◆ EXERCISE INSTRUCTIONS:
1 > Print the part of the Provider Datalab text that begins at the words "A Datalab claim" and stops after "by the operator.".
2 > According to the Provider Datalab text, what must the StorageClass's reclaimPolicy be set to for a recreated PVC to reattach to existing session data?

◆ EXCERPT:
Skip to content

Provider Datalab – Usage & Concepts

This section explains how to use the provider-datalab configuration packages once they are installed. It focuses on the concepts of Sessions, Files, vclusters, Storage Secrets, Databases and the optional Keycloak integration for identity and access.


Concepts

Sessions

A Datalab claim may declare one or more spec.sessions.

  • If at least one session is listed, a corresponding WorkshopSession is automatically created and will run permanently until stopped by the operator.
  • If no sessions are given, no session object is pre-created. The shared runtime namespace and non-session resources can still be reconciled and tested without a WorkshopSession.

Sessions can also be patched into the spec later if needed.

Persistence

Each Datalab session is equipped with a persistent volume for storing files, in addition to the connected object storage. This ensures that user data and session state are preserved even if the workshop pod is restarted or rescheduled by Kubernetes. Installing code libraries, handling metadata, or working with Git repositories often generates many small files that may be updated frequently. A storage class providing NFS-like capabilities is usually a good fit for these kinds of workloads, object storage abstractions are not.

The persistent volume claim (PVC) is tied to the active session and will be deleted automatically when the workshop session shuts down (for example, through a culling process when using session mode auto). This does not necessarily mean that data is lost — when the session is restarted from the same manifests, Kubernetes will recreate the PVC with the same name, reattaching it to the existing data in environments that use an NFS server or another shared storage backend, since the PVC will point to the same physical folder.

This behavior works as long as the associated StorageClass has its reclaimPolicy set to Retain (not Delete), ensuring that data is not removed externally. It also depends on maintaining a consistent link between the PVC name and the actual storage path. If the underlying storage system assigns randomized volume identifiers (such as UIDs for folder paths), the data will still remain on the storage backend after the session ends, but Kubernetes will not automatically reattach it to a new PVC — manual reassociation may then be required.

Database

Many Datalab workloads require a stateful database in addition to files and object storage, for example metadata catalogs or application backends.

[Location labeling records]

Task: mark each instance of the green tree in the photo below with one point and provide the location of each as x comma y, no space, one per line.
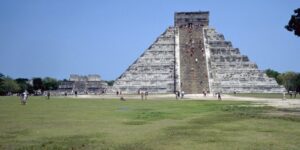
297,82
274,74
50,83
288,80
294,23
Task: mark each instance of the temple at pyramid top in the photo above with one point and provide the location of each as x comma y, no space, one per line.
200,18
193,57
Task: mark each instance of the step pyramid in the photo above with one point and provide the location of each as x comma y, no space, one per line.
195,58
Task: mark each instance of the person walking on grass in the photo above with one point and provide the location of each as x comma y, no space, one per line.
48,95
219,96
24,97
146,94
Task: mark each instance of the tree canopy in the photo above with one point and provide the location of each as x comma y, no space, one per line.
294,23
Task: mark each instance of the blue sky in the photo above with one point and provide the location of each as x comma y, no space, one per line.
56,38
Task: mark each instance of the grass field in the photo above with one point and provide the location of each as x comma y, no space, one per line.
66,123
266,95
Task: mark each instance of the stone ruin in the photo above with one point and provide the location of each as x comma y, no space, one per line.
90,84
193,57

◆ WORKED SOLUTIONS:
1 >
A Datalab claim may declare one or more spec.sessions.

  • If at least one session is listed, a corresponding WorkshopSession is automatically created and will run permanently until stopped by the operator.

2 > It must be set to Retain, not Delete.